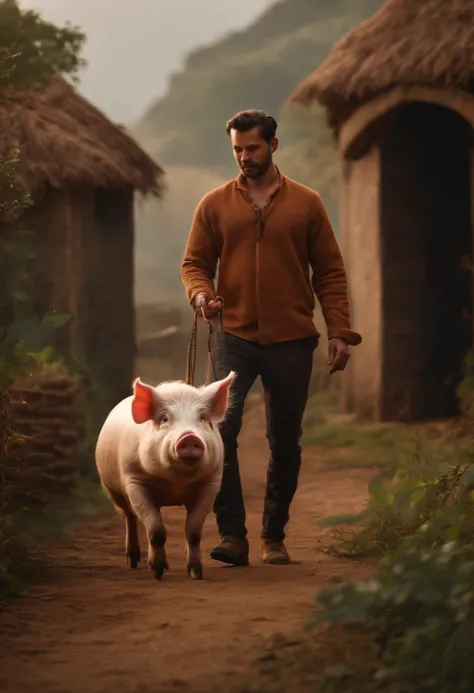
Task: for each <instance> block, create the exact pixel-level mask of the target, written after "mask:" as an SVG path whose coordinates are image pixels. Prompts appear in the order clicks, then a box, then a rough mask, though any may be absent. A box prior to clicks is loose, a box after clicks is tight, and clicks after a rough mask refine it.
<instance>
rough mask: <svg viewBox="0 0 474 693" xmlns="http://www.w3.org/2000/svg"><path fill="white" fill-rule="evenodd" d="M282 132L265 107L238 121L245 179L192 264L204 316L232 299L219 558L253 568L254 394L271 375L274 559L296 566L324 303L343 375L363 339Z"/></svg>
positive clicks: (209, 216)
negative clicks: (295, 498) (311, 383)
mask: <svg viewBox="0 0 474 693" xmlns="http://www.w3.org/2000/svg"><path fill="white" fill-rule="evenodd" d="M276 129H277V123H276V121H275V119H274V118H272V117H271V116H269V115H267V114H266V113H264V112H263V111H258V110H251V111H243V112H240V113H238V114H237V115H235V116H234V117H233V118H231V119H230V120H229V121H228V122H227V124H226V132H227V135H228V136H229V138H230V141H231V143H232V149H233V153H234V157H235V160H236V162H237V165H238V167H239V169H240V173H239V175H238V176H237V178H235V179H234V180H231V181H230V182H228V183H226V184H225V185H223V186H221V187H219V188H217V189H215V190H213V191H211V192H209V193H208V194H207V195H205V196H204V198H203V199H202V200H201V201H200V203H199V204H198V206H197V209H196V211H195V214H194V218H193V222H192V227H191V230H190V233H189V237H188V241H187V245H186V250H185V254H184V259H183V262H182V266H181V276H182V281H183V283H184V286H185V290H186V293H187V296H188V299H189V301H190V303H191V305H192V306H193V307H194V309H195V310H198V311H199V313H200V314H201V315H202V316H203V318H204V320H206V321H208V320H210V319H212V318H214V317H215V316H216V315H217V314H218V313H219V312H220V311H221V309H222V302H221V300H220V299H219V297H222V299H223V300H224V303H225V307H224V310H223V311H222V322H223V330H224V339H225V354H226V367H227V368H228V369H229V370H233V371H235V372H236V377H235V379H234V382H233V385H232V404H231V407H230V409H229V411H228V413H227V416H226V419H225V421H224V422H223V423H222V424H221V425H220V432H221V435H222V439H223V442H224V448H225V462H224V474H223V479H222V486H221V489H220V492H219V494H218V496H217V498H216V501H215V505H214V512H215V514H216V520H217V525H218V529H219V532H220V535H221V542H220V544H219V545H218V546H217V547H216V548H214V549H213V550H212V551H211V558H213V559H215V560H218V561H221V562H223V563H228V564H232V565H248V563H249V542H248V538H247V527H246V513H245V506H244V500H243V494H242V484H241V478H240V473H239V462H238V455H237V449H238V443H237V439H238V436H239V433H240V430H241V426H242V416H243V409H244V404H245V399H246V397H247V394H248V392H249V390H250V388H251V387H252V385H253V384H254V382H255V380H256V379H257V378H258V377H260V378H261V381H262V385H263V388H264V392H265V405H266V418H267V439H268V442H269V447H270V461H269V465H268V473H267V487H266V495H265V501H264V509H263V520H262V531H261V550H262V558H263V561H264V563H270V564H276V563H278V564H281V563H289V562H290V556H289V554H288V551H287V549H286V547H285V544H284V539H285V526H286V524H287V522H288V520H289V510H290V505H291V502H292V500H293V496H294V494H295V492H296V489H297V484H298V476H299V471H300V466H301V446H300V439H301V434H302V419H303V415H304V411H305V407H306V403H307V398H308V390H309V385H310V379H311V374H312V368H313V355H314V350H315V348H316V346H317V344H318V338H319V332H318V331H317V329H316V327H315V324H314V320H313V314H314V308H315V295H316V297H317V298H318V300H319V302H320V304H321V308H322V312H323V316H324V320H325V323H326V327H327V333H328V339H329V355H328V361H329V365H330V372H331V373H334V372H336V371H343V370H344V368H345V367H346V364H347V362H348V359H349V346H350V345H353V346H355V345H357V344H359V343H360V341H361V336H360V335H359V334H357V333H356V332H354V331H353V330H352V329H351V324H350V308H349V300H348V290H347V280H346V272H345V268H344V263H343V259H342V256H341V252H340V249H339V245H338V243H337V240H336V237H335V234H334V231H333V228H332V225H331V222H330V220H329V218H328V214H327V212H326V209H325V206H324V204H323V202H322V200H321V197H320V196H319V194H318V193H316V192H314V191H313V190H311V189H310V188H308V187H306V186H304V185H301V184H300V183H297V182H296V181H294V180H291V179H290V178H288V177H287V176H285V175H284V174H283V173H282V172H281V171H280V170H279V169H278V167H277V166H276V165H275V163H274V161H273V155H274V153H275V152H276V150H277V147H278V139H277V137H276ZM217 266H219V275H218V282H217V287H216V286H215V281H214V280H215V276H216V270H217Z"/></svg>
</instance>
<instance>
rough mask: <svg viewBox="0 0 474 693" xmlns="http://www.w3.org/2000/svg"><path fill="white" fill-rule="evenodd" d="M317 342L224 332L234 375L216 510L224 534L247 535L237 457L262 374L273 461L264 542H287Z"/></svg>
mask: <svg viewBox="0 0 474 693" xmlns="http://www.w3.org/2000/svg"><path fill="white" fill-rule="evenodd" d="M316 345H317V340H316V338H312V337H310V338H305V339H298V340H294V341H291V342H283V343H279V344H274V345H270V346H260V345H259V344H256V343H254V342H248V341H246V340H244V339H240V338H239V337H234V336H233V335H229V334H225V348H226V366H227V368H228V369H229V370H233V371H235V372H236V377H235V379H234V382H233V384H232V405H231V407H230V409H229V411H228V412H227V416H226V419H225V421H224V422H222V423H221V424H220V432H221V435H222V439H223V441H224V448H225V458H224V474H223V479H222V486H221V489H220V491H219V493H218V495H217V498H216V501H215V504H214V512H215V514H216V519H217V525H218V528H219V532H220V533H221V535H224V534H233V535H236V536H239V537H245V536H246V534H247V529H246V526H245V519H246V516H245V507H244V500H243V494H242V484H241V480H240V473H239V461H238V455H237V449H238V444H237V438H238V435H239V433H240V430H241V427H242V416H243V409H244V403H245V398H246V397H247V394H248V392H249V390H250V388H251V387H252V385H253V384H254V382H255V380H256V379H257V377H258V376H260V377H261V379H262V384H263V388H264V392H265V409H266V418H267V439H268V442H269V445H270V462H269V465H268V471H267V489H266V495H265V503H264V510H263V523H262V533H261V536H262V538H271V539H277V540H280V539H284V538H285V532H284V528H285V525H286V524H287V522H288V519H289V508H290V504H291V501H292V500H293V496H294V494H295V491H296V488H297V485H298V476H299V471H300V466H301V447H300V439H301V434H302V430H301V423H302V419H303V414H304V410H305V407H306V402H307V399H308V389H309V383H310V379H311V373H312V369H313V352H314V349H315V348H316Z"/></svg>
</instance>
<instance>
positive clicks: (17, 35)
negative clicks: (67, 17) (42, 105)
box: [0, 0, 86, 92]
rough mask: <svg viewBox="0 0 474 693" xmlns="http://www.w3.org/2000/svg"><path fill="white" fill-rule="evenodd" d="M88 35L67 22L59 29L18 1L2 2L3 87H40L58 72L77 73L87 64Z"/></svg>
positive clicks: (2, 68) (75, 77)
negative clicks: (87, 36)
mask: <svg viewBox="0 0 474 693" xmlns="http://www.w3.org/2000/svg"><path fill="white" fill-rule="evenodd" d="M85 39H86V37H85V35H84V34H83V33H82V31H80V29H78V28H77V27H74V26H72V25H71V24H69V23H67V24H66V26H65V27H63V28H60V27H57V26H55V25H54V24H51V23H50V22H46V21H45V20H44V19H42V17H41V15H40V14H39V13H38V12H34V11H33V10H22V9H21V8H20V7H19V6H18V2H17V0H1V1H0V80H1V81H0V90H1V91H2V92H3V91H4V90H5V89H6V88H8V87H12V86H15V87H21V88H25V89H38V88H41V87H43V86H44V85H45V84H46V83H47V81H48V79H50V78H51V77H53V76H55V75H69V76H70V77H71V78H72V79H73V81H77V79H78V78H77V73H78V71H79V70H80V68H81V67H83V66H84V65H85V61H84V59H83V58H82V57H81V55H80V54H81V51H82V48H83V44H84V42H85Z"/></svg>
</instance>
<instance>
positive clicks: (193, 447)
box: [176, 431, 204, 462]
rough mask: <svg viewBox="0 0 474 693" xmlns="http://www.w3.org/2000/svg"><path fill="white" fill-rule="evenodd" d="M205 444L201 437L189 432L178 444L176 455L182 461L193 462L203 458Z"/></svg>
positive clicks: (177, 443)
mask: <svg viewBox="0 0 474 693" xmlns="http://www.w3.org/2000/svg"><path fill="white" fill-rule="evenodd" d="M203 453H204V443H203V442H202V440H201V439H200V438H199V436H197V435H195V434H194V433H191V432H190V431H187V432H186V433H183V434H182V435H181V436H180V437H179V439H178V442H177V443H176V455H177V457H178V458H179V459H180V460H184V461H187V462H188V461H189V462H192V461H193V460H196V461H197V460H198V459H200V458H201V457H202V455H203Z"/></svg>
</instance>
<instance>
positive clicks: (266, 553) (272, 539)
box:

◆ **Work order**: Taking the line with "35L67 22L59 29L18" as the first and the line with "box: [176, 431, 204, 462]" as the last, retype that stretch of the data above exactly, with no other lines.

◆ **Result of the task**:
rough mask: <svg viewBox="0 0 474 693" xmlns="http://www.w3.org/2000/svg"><path fill="white" fill-rule="evenodd" d="M88 35L67 22L59 29L18 1L2 2L3 87H40L58 72L77 73L87 64Z"/></svg>
positive clicks: (2, 68) (75, 77)
negative clicks: (87, 36)
mask: <svg viewBox="0 0 474 693" xmlns="http://www.w3.org/2000/svg"><path fill="white" fill-rule="evenodd" d="M85 39H86V37H85V35H84V34H83V33H82V31H80V29H78V28H77V27H74V26H72V25H71V24H69V23H67V24H66V26H65V27H63V28H60V27H57V26H55V25H54V24H51V23H50V22H46V21H45V20H44V19H42V17H41V15H40V14H39V13H38V12H34V11H33V10H22V9H21V8H20V7H19V6H18V2H17V0H1V1H0V80H1V81H0V90H1V91H2V92H3V91H4V90H5V89H6V88H8V87H12V86H15V87H21V88H25V89H38V88H41V87H43V86H44V85H45V84H46V83H47V81H48V79H50V78H51V77H53V76H55V75H69V76H70V77H71V78H72V79H73V81H77V79H78V78H77V73H78V71H79V70H80V68H81V67H83V66H84V65H85V61H84V59H83V58H82V57H81V55H80V54H81V51H82V48H83V44H84V42H85Z"/></svg>
</instance>
<instance>
positive clicks: (193, 447)
box: [176, 431, 204, 462]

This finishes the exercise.